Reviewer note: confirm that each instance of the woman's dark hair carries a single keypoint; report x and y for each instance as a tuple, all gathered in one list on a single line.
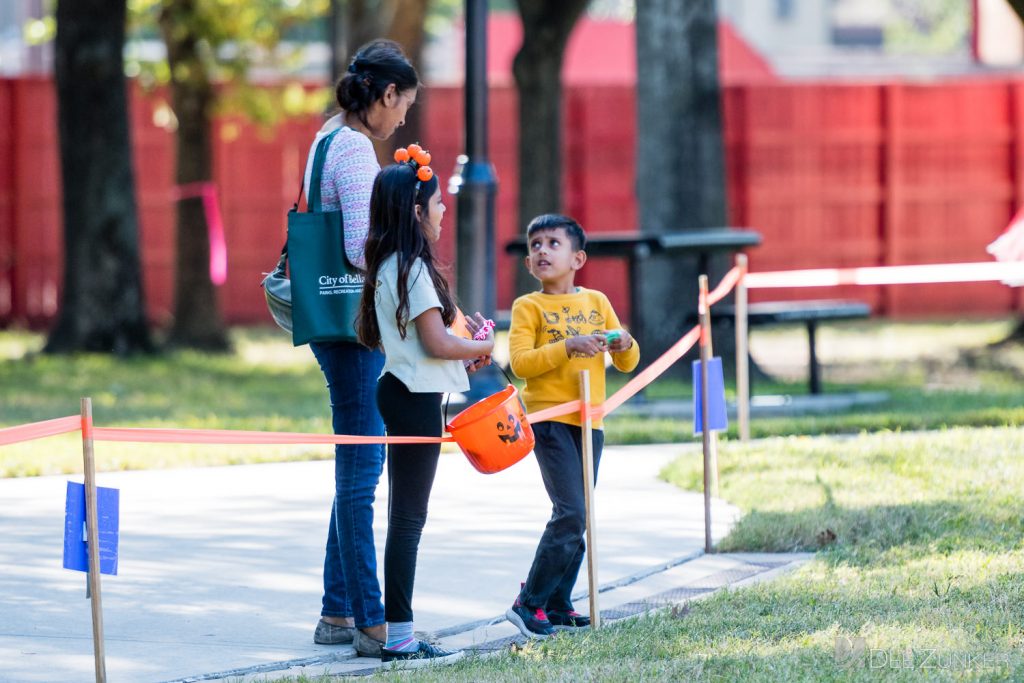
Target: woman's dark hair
[(395, 229), (376, 66)]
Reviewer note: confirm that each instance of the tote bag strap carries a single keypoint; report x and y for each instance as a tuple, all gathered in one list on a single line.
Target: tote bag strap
[(313, 196), (313, 203)]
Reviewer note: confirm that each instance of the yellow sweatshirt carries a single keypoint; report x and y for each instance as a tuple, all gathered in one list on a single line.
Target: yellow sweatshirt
[(541, 324)]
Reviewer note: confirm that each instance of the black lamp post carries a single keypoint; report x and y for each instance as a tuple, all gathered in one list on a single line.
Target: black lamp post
[(475, 184)]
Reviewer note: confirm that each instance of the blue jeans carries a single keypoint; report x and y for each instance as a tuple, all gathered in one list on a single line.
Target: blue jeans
[(350, 584)]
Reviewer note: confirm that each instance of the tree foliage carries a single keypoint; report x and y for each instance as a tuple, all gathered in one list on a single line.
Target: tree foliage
[(213, 47)]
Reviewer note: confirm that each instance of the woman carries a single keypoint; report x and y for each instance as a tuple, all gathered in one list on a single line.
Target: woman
[(374, 96)]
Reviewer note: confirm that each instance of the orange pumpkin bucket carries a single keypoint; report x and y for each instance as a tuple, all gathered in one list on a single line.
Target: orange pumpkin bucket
[(494, 432)]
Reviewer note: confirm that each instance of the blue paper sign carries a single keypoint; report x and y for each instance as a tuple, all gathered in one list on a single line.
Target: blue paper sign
[(717, 418), (76, 545)]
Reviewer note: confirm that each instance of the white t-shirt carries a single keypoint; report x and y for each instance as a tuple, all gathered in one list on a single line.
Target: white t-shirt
[(407, 358)]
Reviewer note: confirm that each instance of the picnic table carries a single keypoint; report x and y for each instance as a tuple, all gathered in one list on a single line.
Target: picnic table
[(636, 247)]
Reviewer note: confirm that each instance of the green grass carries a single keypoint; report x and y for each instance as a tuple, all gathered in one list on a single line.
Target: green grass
[(937, 375), (265, 384), (919, 536), (920, 542)]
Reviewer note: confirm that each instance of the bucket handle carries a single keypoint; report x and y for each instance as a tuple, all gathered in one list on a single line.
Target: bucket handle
[(449, 396)]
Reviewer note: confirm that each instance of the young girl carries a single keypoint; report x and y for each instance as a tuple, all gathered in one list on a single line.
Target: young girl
[(407, 309)]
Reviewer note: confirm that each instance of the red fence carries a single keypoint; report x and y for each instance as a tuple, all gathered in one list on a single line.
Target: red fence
[(832, 175)]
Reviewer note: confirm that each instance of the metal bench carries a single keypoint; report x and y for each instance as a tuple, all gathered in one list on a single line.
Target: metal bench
[(809, 312)]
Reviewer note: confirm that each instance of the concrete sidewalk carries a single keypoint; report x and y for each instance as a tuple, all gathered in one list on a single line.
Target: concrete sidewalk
[(220, 568)]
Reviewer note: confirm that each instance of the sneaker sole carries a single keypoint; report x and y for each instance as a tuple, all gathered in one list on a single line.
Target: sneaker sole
[(519, 624), (419, 663)]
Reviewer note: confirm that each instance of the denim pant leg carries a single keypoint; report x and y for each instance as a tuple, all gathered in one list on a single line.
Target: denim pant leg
[(559, 553), (350, 584)]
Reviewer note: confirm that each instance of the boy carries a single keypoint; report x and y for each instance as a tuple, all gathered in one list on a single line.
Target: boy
[(555, 333)]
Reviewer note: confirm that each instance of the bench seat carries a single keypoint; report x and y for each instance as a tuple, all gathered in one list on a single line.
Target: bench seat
[(809, 312)]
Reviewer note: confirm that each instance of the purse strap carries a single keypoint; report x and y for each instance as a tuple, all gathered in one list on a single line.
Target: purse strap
[(320, 158)]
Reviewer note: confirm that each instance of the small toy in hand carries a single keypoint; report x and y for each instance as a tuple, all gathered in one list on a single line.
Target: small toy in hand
[(484, 330), (611, 336)]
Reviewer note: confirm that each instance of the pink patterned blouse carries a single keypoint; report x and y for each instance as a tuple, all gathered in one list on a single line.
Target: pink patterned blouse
[(346, 183)]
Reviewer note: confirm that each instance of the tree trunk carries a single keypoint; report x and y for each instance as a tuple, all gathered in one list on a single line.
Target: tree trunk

----------

Starting at the line containing "Reviewer note: confirm that each instance of the purse" and ending after the line containing "[(320, 158)]", render those items as a CSV with two columns named item and answer. Give one row per item, with its text and its answer each in a single quoted field and any line breaks replaced by spaces.

item,answer
"Reviewer note: confirm that each instance of the purse strap carries a single keypoint; report x and y for each instance as a tuple, all gathered in one list on a single line. Target: purse strap","[(320, 158)]"